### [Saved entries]
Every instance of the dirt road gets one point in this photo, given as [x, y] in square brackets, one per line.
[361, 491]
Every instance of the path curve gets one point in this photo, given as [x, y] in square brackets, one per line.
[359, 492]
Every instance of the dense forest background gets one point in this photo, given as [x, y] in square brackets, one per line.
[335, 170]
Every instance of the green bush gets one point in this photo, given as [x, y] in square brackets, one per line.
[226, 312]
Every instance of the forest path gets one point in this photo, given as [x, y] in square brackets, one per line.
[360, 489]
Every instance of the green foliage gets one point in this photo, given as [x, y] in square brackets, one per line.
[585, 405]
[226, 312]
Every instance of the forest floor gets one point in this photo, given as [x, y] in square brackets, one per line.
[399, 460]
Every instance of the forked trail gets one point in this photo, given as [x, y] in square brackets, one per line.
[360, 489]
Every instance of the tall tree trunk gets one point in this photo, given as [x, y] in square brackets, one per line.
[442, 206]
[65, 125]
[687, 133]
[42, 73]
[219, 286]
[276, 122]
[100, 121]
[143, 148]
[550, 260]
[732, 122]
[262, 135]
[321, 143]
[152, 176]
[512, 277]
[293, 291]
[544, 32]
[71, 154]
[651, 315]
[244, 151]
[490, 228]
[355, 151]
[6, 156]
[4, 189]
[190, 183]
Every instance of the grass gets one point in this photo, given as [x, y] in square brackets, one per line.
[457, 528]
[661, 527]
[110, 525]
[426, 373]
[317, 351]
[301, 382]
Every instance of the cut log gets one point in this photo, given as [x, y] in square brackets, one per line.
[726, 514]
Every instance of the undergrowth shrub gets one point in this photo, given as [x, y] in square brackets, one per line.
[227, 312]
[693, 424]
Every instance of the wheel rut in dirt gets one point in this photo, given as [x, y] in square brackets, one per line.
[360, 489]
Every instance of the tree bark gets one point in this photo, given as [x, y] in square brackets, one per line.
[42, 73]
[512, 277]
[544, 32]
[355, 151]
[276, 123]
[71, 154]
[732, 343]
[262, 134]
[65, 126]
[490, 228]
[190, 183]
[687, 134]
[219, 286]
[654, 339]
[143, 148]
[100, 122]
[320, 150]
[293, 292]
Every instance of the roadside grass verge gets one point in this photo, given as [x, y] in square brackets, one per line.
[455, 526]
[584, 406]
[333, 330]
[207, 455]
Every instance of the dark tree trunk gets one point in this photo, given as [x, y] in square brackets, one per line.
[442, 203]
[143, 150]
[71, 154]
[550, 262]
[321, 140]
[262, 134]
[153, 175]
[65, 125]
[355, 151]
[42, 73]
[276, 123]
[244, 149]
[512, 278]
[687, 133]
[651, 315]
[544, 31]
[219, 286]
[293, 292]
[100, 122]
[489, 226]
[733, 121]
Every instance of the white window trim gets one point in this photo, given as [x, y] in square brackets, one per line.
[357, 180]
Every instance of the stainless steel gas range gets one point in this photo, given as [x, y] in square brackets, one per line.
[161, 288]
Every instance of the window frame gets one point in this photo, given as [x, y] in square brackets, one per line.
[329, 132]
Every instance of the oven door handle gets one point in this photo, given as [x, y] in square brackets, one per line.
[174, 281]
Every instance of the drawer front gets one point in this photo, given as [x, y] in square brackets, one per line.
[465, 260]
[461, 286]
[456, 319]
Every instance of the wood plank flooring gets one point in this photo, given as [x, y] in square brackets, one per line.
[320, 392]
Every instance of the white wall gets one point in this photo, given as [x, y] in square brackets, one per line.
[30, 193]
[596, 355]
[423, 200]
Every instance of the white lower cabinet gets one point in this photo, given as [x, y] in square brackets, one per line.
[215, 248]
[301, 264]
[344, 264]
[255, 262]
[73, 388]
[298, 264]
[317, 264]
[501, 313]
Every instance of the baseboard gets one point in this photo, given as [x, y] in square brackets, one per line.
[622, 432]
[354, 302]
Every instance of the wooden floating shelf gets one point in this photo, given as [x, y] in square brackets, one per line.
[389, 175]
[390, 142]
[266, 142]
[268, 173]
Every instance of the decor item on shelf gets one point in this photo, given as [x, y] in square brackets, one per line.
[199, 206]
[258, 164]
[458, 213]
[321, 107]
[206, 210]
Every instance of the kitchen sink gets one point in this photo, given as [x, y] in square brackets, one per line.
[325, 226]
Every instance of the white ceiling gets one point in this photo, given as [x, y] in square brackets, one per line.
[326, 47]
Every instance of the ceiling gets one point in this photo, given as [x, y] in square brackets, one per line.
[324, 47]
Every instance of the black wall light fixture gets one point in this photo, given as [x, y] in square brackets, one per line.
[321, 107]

### [YOUR ASSIGNMENT]
From the first line to the last, return the data exactly as written.

### [ANSWER FOR THIS EXERCISE]
Every instance of the dirt road gets one point in this photo, given as [x, y] in square brackets, one per line.
[361, 491]
Every instance of the path curve gets one point in this photo, given as [x, y] in square brackets, one per line.
[359, 492]
Every instance of the dense forest background gets one point in this photo, given as [x, y] in square brackets, one per line.
[335, 170]
Every instance of the green bush gets one point in this photo, given as [x, y] in square brackets, one per line.
[226, 312]
Every instance of the forest path gets one point in this photo, given as [x, y] in square brackets, one per line.
[360, 489]
Every instance of the green foliage gets one point in this photo, given as [x, y] in square brackets, one per line.
[585, 405]
[226, 312]
Every instance of the forest floor gets one point in this photo, given as [x, y] in square brackets, one per line.
[399, 460]
Every instance of the forked trail gets one point in this photo, given as [x, y] in square brackets, one per line.
[360, 489]
Every instance of the tall tree trunk gets one point in this photo, given as [x, y] in square brackets, one per line.
[442, 206]
[65, 125]
[687, 133]
[42, 73]
[219, 286]
[276, 122]
[100, 121]
[143, 148]
[550, 260]
[732, 122]
[262, 135]
[321, 143]
[152, 176]
[512, 277]
[293, 291]
[544, 32]
[71, 154]
[651, 315]
[244, 151]
[490, 228]
[355, 151]
[6, 156]
[4, 189]
[190, 183]
Every instance of the grass gets one point in this photo, given as [x, y] in square brackets, one per line.
[457, 528]
[661, 527]
[110, 525]
[426, 373]
[317, 351]
[301, 382]
Every instance of the cut log gets one point in this photo, given as [x, y] in square brackets, one per line.
[726, 514]
Every instance of the undergrowth shrub gets one point in this photo, given as [x, y] in square brackets, one per line.
[227, 312]
[693, 424]
Every instance of the wheel rut in dirt gets one point in this photo, given as [x, y] in square brackets, one per line.
[360, 489]
Every instance of the tree bark gets one point in this photo, given as [x, y] in square brackets, one per line.
[42, 73]
[512, 277]
[544, 32]
[355, 151]
[276, 123]
[71, 154]
[732, 343]
[262, 134]
[65, 126]
[490, 228]
[190, 183]
[687, 134]
[219, 286]
[654, 339]
[143, 148]
[100, 122]
[320, 150]
[293, 292]
Every instance of the roadside grass verge gets one point in this photo, given as [x, y] in square brackets, one per line.
[455, 526]
[584, 406]
[333, 330]
[207, 455]
Every instance of the dark tree trunk gets one point in this photo, given as [x, y] in square brackets, one per line.
[442, 203]
[143, 150]
[71, 154]
[550, 262]
[321, 140]
[262, 134]
[153, 175]
[65, 125]
[355, 151]
[42, 73]
[276, 123]
[244, 149]
[512, 278]
[687, 133]
[651, 315]
[544, 31]
[219, 286]
[293, 292]
[100, 122]
[489, 226]
[733, 121]
Every instance of the white window trim gets one point in this photo, given as [x, y] in square brackets, one per line.
[357, 180]
Every instance of the stainless steel gas range gets one point in this photo, given as [x, y] in square brackets, one per line.
[161, 288]
Every instance of the window frame gets one point in this photo, given as [x, y] in square brackets, one per line.
[329, 132]
Every instance of the oven door handle gets one point in this photo, given as [x, y] in square brackets, one per line.
[174, 281]
Every instance of the drawer front gets one point in this photo, given as [x, y] in square brackets, one per line.
[465, 260]
[461, 286]
[456, 319]
Every instance of the wood plank flooring gets one point in this photo, given as [x, y] in square brackets, one per line.
[320, 392]
Every instance of the white wall gets one point in this photo, given as [x, y] in square brackets, one per line.
[30, 193]
[596, 355]
[423, 200]
Every instance of the white lower cabinet gets one point in this photo, given as [x, y] in square brackets, one per line.
[215, 248]
[301, 264]
[344, 264]
[255, 262]
[73, 388]
[298, 264]
[317, 264]
[501, 313]
Every instance of the baseboard gets one point in this photo, given as [x, y] in square brackets, one per line.
[622, 432]
[354, 302]
Every instance of the wooden floating shelf gets one point in this photo, given as [x, y] in square brackets, one per line.
[389, 175]
[390, 142]
[266, 142]
[268, 173]
Every instance of the decor item on shelf gets one point in this photo, given as [x, y] in square brackets, one per line.
[199, 206]
[258, 164]
[458, 213]
[321, 107]
[206, 210]
Every instance of the kitchen sink gets one point in this photo, given as [x, y] in square brackets, one per line.
[325, 226]
Every instance of the white ceiling gets one point in this photo, given as [x, y] in square brackets, one per line.
[326, 47]
Every instance of the ceiling gets one point in this photo, given as [x, y] in square brackets, one per line.
[324, 47]
Every instance of the black wall light fixture gets one point in this photo, given as [x, y] in square brackets, one per line.
[321, 107]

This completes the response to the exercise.